Problem set:
#1 Answer these questions using the article on RockRose Energy's North Sea deals, labeling each answer with its matching letter.
(a) What stake does Zennor Petroleum currently hold in the Arran field?
(b) To which platform is Arran expected to be developed as a subsea tie-back?
(c) On what date will RockRose's purchase of Dyas BV be completed?
#2 Carry the article on RockRose Energy's North Sea deals further, starting after its final sentence about the Dyas BV assets.

Passage to read:
↓↓↓

Fast-growing UK oil firm RockRose Energy has managed to beef up its stake in a North Sea field by another 10%.
RockRose has also ticked all the boxes needed to get its £95 million acquisition of Dyas BV over the line.
Last month, London-listed RockRose agreed to buy Dana Petroleum’s entire 20.43% operated interested in the Arran field development in the central North Sea for a “nominal fee”.
The company has now signed an “equity realignment letter agreement” that takes its interest to 30.43%.
It is understood that the additional 10% will come from Zennor Petroleum, which currently holds 47.36% of the asset.
The acquisition, expected to go through later this month, will add a further 8.5m barrels to RockRose’s reserves base and 5,200 barrels of oil equivalent per day (boepd) of initial production post development.
Arran is expected to be developed as a subsea tie-back to Shell’s Shearwater platform.
The other project partners are Shell, with 23.68%, and Dyas UK which is on 8.53%.
It is understood Shell will take over from Dana as Arran operator.
Meanwhile, RockRose’s purchase of Dyas BV will be completed on October 1.
Dyas BV owns the non-operated, Netherlands gas and condensate producing assets of the Dyas group of companies.

↑↑↑

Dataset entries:

↓↓↓

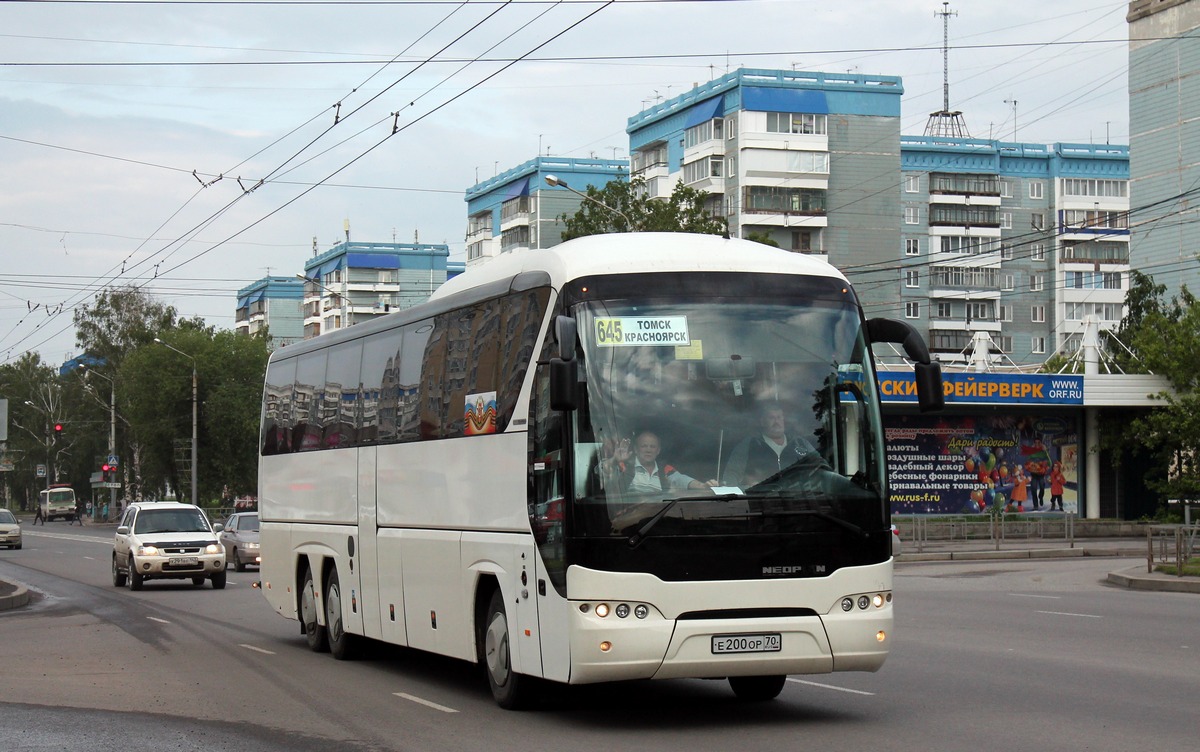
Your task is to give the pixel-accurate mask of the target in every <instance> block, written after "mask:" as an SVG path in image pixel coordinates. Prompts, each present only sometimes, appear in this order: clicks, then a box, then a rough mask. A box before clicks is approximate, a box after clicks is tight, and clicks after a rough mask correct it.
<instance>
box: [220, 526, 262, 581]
mask: <svg viewBox="0 0 1200 752" xmlns="http://www.w3.org/2000/svg"><path fill="white" fill-rule="evenodd" d="M221 545H222V546H224V549H226V561H228V563H229V564H233V568H234V570H236V571H239V572H245V571H246V566H247V565H253V566H258V565H259V564H260V563H262V559H260V558H259V555H258V512H238V513H235V515H229V518H228V519H226V524H224V530H222V531H221Z"/></svg>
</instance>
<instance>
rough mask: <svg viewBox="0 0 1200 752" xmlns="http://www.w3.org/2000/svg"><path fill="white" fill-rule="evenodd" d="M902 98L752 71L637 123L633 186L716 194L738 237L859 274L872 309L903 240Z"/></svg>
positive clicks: (855, 78)
mask: <svg viewBox="0 0 1200 752" xmlns="http://www.w3.org/2000/svg"><path fill="white" fill-rule="evenodd" d="M902 94H904V86H902V85H901V82H900V78H898V77H894V76H865V74H856V73H846V74H835V73H815V72H804V71H774V70H755V68H742V70H738V71H734V72H732V73H727V74H726V76H722V77H720V78H716V79H714V80H712V82H709V83H707V84H703V85H698V86H696V88H695V89H692V90H690V91H686V92H684V94H682V95H679V96H677V97H674V98H672V100H667V101H664V102H660V103H656V104H654V106H653V107H650V108H648V109H644V110H642V112H641V113H638V114H636V115H634V116H632V118H630V119H629V121H628V125H626V128H625V130H626V132H628V133H629V150H630V169H631V174H632V175H636V176H641V178H643V179H646V182H647V189H648V192H649V194H650V195H652V197H665V195H670V193H671V191H672V189H673V188H674V186H676V184H677V182H678V181H680V180H682V181H683V182H684V185H688V186H690V187H692V188H696V189H698V191H702V192H706V193H708V195H709V200H708V206H709V209H710V210H712V211H713V212H714V213H718V215H720V216H724V217H725V218H726V221H727V222H728V227H730V235H732V236H736V237H750V239H760V240H769V241H772V242H774V243H775V245H778V246H780V247H781V248H786V249H788V251H794V252H797V253H816V254H822V255H826V257H827V258H828V259H829V261H830V263H833V264H834V265H836V266H840V267H842V269H846V270H858V271H857V272H854V273H856V275H857V278H856V283H857V284H859V285H860V290H862V293H863V294H864V296H865V297H868V299H871V297H874V296H875V295H876V293H882V289H881V287H880V285H881V284H882V282H883V281H884V278H886V277H884V276H883V275H882V273H881V272H880V271H878V269H877V266H878V265H880V264H881V263H887V261H889V260H890V254H889V252H888V248H889V247H894V245H895V242H896V239H898V237H899V234H900V218H899V215H898V212H896V205H895V191H894V186H895V182H896V179H898V175H899V173H900V98H901V95H902ZM887 278H889V277H887ZM888 293H889V294H890V293H892V290H888Z"/></svg>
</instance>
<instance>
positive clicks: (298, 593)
mask: <svg viewBox="0 0 1200 752" xmlns="http://www.w3.org/2000/svg"><path fill="white" fill-rule="evenodd" d="M316 577H317V576H314V574H313V563H312V561H311V560H310V559H308V558H307V557H301V558H300V560H299V563H298V574H296V615H298V616H299V618H300V631H301V633H304V636H305V639H306V640H307V643H308V649H310V650H312V651H313V652H325V651H328V650H329V633H328V632H326V631H325V625H324V624H322V613H320V612H322V608H320V594H322V591H323V590H324V579H325V578H324V577H322V578H320V579H316Z"/></svg>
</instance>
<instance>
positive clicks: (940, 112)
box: [925, 0, 971, 138]
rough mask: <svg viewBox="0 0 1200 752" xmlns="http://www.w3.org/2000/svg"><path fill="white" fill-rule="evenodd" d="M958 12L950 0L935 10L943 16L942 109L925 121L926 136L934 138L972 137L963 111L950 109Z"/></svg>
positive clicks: (939, 14)
mask: <svg viewBox="0 0 1200 752" xmlns="http://www.w3.org/2000/svg"><path fill="white" fill-rule="evenodd" d="M958 14H959V12H958V11H952V10H950V4H949V0H946V1H944V2H942V10H941V11H934V16H941V17H942V109H941V110H940V112H936V113H930V114H929V120H928V121H925V136H932V137H934V138H938V137H942V138H971V134H970V133H968V132H967V124H966V121H964V120H962V112H961V110H952V109H950V16H958Z"/></svg>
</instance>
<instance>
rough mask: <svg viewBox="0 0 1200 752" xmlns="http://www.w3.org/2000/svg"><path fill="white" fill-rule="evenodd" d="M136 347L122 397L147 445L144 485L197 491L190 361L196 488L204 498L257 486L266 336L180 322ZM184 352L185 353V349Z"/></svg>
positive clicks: (135, 425)
mask: <svg viewBox="0 0 1200 752" xmlns="http://www.w3.org/2000/svg"><path fill="white" fill-rule="evenodd" d="M158 336H160V338H161V339H162V341H163V342H164V343H167V344H169V345H170V348H175V349H176V350H179V353H176V351H174V350H172V349H170V348H168V347H164V345H162V344H158V343H156V342H154V341H152V338H151V342H150V343H149V344H145V345H143V347H140V348H138V349H137V350H134V351H133V353H131V354H130V355H128V356H127V357H126V360H125V362H124V363H122V366H121V371H120V384H121V392H120V393H121V399H122V402H125V403H126V404H128V405H130V407H128V419H130V423H131V427H132V428H133V431H134V432H136V433H137V435H138V438H139V440H140V443H142V446H143V447H144V449H143V452H142V458H140V470H142V473H140V482H142V492H143V493H144V494H146V495H157V494H161V493H163V492H164V491H166V488H167V486H168V485H169V486H170V487H173V488H175V489H176V491H178V493H179V494H180V497H181V498H187V497H188V494H190V493H191V476H190V475H188V471H187V464H188V463H190V461H191V451H190V441H191V432H192V368H193V359H194V367H196V377H197V380H196V383H197V416H198V417H197V434H198V443H197V461H198V465H199V468H198V475H197V487H198V488H197V492H198V497H199V500H200V501H214V500H216V499H218V498H220V497H221V494H222V491H223V489H224V488H226V487H228V488H229V489H230V492H233V493H253V492H254V489H256V488H257V486H258V479H257V475H258V417H259V413H260V402H262V384H263V377H264V374H265V373H266V359H268V355H269V351H268V349H266V339H265V338H264V337H260V336H254V337H245V336H240V335H236V333H234V332H230V331H215V330H214V329H211V327H205V326H202V325H200V323H199V321H196V320H190V321H182V323H181V325H180V326H178V327H175V329H173V330H170V331H166V332H162V333H161V335H158ZM180 353H182V354H186V356H185V355H181V354H180Z"/></svg>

↑↑↑

Numbered answers:
#1
(a) 47.36%
(b) Shell's Shearwater platform
(c) October 1

#2
The transaction, first announced in May and effective January 1, 2018, will boost RockRose’s output to 11,000 boepd for the full year.
The firm produced just over 5,000 boepd on average in the first half of this year.
RockRose also owns 50% of the Tain satellite discovery, which is operated by Repsol Sinopec Resources UK.
A field development plan for Tain is slated for submission later this year.
Executive chairman Andrew Austin said: “We continue to make strong progress and are in the process of completing two further acquisitions, which will more than double current production to over 11,000 boepd.
“All conditions precedent for the Dyas acquisition have now been satisfied. We continue to benefit from rising hydrocarbon prices.
“We are also observing an increase in the economic life of the portfolio with dates for decommissioning being delayed in line with the government’s MER (maximising economic recovery) strategy.
“The company sees the cash cost of decommissioning averaging around 20-25% of annual Ebitda for the next five years at current hydrocarbon prices.”
Mr Austin was speaking after RockRose posted first-half, pre-tax profits of £3.8m, compared to a deficit of £1.8m last year.
Revenues for the first half of 2018 came to £50m.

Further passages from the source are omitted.